Document excerpt:
•••••

First, anyone noticed that there is no such thing as the "endogenity" problem. Perhaps he meant the "endogeneity problem."

A quick search of this finds us this, "The endogeneity problem is particularly relevant in the context of time series analysis of causal processes. It is common for some factors within a causal system to be dependent for their value in period t on the values of other factors in the causal system in period t-1. Suppose that the level of pest infestation is independent of all other factors within a given period, but is influenced by the level of rainfall and fertilizer in the preceding period. In this instance it would be correct to say that infestation is exogenous within the period, but endogenous over time."

"Broadly, a loop of causality between the independent and dependent variables of a model leads to endogeneity." What 16K is pointing out is not this issue, but that things are done because a problem exists, not that those things caused the problem.

•••••

Listing:
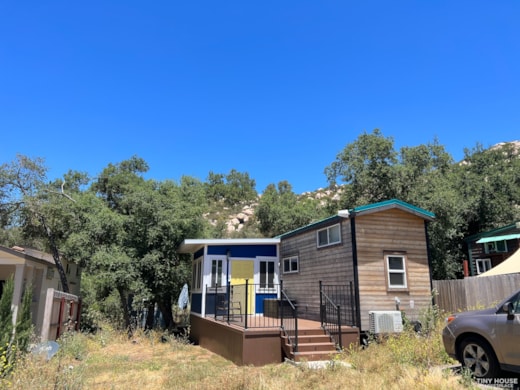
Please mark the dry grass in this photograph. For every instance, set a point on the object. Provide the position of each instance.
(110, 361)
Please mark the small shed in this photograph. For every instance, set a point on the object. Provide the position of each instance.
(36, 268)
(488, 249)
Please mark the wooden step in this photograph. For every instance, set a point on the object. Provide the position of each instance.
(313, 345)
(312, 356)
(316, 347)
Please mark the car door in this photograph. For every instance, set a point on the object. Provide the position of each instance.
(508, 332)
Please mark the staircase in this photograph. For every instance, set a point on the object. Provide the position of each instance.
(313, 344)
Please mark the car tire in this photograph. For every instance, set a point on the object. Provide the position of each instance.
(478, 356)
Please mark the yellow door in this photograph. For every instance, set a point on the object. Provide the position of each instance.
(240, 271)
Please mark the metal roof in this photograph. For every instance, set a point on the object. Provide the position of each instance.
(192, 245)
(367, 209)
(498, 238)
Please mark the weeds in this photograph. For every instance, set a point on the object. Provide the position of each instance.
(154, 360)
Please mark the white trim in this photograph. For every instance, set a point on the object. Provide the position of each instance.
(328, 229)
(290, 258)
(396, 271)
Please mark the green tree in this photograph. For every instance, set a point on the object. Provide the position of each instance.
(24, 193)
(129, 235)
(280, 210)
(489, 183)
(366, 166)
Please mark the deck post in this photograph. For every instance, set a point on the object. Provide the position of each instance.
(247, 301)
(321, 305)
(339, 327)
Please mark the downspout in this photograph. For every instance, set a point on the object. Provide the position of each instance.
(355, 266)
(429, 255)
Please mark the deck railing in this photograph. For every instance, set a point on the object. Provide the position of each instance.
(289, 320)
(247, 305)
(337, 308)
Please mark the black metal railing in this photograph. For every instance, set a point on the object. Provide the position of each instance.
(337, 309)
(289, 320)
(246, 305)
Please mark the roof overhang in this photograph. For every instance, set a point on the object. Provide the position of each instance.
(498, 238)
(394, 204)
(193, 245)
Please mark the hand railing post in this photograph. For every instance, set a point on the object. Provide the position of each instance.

•••••

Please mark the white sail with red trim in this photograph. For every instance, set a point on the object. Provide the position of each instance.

•••••

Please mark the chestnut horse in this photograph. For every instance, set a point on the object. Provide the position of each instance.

•••••

Written exercise:
Reproduce word for word the part of the endogeneity excerpt above that opens with the words containing "A quick search" and closes with "caused the problem.".

Result for this exercise:
A quick search of this finds us this, "The endogeneity problem is particularly relevant in the context of time series analysis of causal processes. It is common for some factors within a causal system to be dependent for their value in period t on the values of other factors in the causal system in period t-1. Suppose that the level of pest infestation is independent of all other factors within a given period, but is influenced by the level of rainfall and fertilizer in the preceding period. In this instance it would be correct to say that infestation is exogenous within the period, but endogenous over time."

"Broadly, a loop of causality between the independent and dependent variables of a model leads to endogeneity." What 16K is pointing out is not this issue, but that things are done because a problem exists, not that those things caused the problem.